• Task statement
All of the material below is to be repeated exactly.

• Source material

---

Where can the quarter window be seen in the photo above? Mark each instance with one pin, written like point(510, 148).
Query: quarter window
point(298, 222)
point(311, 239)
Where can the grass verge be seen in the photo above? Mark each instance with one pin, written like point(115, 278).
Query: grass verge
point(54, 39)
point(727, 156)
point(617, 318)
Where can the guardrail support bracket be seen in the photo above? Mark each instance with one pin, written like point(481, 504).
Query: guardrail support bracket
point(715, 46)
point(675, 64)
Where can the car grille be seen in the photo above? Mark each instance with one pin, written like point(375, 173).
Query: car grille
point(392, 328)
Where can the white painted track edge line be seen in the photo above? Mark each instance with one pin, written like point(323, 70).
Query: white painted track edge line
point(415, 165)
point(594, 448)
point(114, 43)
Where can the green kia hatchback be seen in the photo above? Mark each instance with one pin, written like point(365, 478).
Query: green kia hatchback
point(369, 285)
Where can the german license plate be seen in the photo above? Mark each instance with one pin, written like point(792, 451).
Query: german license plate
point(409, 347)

---

• Answer below
Where can the quarter window be seen in the photo above? Mark each instance with one pin, written like point(510, 148).
Query: quarter window
point(298, 222)
point(311, 239)
Where can the grass verge be seen in the photo above? Mark each instance with one pin, written like point(115, 278).
Query: grass verge
point(54, 39)
point(727, 156)
point(617, 318)
Where can the guardrail support bracket be seen in the photo above? Mark each instance with one pin, written like point(481, 504).
Query: guardrail support bracket
point(715, 46)
point(675, 64)
Where can the car grille be seen in the photo above? Mark each instance with one pin, written like point(375, 173).
Query: car grille
point(392, 328)
Where can the white painted track edge line be seen in the photo above? Mark each instance with one pin, written like point(323, 70).
Query: white painted track edge line
point(415, 165)
point(594, 448)
point(114, 43)
Where can the green kia hatchback be seen in the photo above? Mark each instance with one pin, written like point(365, 478).
Query: green kia hatchback
point(369, 285)
Where can the german license plate be seen in the photo above? Mark each instance with one pin, written like point(792, 451).
Query: german license plate
point(409, 347)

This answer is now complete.